> [Records provided]

⟨

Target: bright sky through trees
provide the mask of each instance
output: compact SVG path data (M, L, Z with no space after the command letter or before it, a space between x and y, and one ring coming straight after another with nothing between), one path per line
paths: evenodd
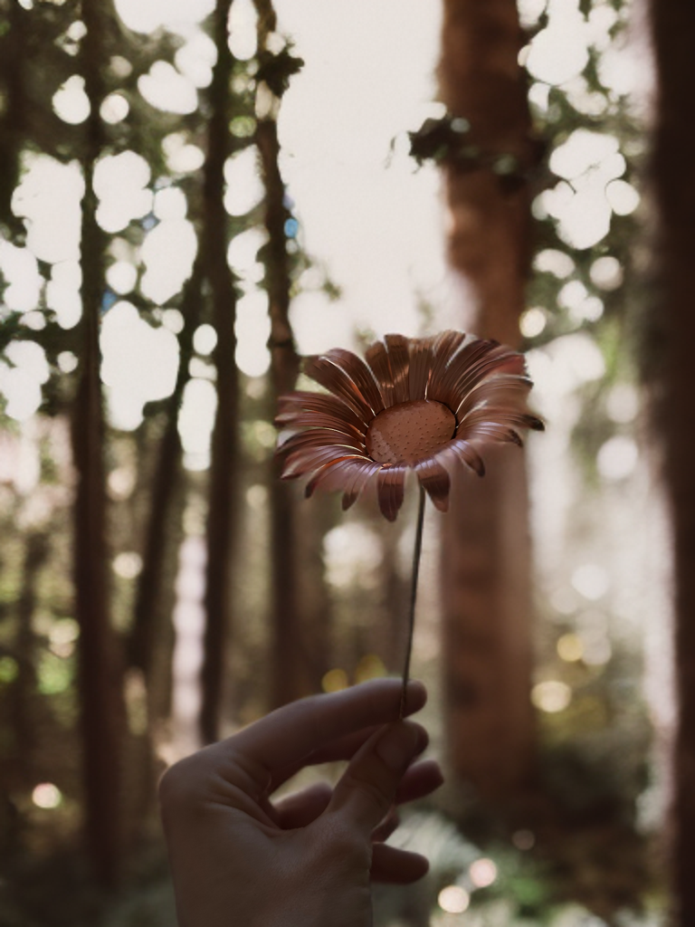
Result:
M305 59L284 99L280 121L282 169L299 219L298 237L318 268L305 272L302 292L292 308L300 351L313 353L335 344L352 347L359 331L418 334L423 325L420 304L436 307L436 325L455 324L461 290L444 265L446 218L439 178L434 167L416 168L405 135L427 116L438 115L432 102L438 7L421 0L354 0L345 6L322 0L278 0L276 6L282 31L293 37ZM535 21L543 6L523 0L523 19ZM196 106L196 88L209 83L214 63L214 46L199 27L211 6L211 0L117 0L130 28L148 32L166 26L185 39L175 68L158 62L140 81L140 92L153 106L180 113ZM238 0L233 9L234 54L249 57L256 50L253 6L250 0ZM601 67L617 89L634 80L633 58L625 50L606 51L608 29L617 15L611 5L595 6L585 20L576 3L551 0L549 13L548 29L524 53L536 79L531 86L535 106L547 106L549 86L559 83L588 111L605 105L594 98L600 95L587 90L581 77L589 44L604 52ZM121 67L129 67L128 62ZM116 123L126 117L128 104L118 94L111 96L102 117ZM54 107L68 122L86 119L88 102L80 78L63 84ZM534 209L539 217L557 218L560 235L571 247L596 244L608 232L613 213L626 214L638 204L637 191L621 179L625 159L617 149L612 135L579 129L552 154L550 167L558 183L537 197ZM170 167L182 174L202 161L200 149L180 135L167 139L166 154ZM80 311L82 181L76 166L59 165L44 156L28 157L25 166L14 206L28 222L28 248L0 247L0 270L10 284L6 302L8 309L30 312L37 305L41 284L35 258L48 261L53 269L47 305L69 328ZM262 189L253 149L230 159L226 179L225 205L231 215L244 213L259 200ZM105 316L104 376L111 419L126 429L140 423L145 402L171 390L177 358L170 331L177 324L172 311L165 310L162 327L152 329L128 302L136 283L135 266L145 266L144 295L164 305L190 273L196 248L183 194L176 187L153 193L154 180L136 152L104 158L95 174L98 221L116 235L116 262L108 282L118 298ZM118 233L149 216L152 227L135 252ZM266 298L257 288L261 269L256 255L262 242L263 234L250 230L233 240L229 253L244 290L238 306L237 362L251 376L264 374L269 361ZM321 287L322 268L341 290L337 301L331 301ZM589 304L587 294L575 290L570 284L563 291L566 308L578 317L598 318L600 300ZM534 311L523 321L529 332L544 324L542 313ZM0 388L8 399L7 412L19 419L28 418L39 404L45 376L41 353L24 352L16 368L2 368ZM141 362L144 353L147 363ZM541 390L549 370L546 363L535 371ZM200 414L188 411L194 402L213 401L214 391L200 386L186 391L183 427L201 429L211 420L209 408ZM187 447L203 448L207 441L202 434L184 438ZM196 465L205 465L205 455L196 456Z

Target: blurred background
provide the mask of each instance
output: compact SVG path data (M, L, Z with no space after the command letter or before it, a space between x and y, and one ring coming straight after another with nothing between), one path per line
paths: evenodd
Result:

⟩

> [Work to complete]
Replace "mask" with "outline" in the entries from the line with "Target: blurred background" through the end of the entries, and give those lines again with nothing else changed.

> [Response to this exercise]
Target: blurred background
provide the outline of each instance
output: compact SVG path data (M, L, Z with no space after the command letter or before it, a space between x and y, and one ring coming straight after another with nothing between), one path per line
paths: evenodd
Result:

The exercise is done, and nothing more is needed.